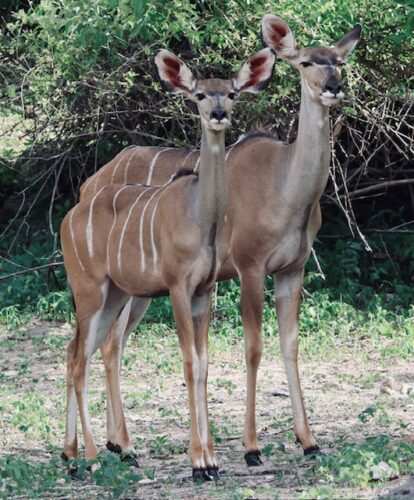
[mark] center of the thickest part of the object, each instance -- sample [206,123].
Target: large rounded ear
[277,35]
[174,73]
[348,43]
[256,72]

* **Work instruction**
Could the data be reproduced exactly, with the pictures omitted?

* **Result below**
[mark] center of the thickest part of the object, each instance -- sample [206,123].
Target: large rounded ear
[277,35]
[174,73]
[348,43]
[256,72]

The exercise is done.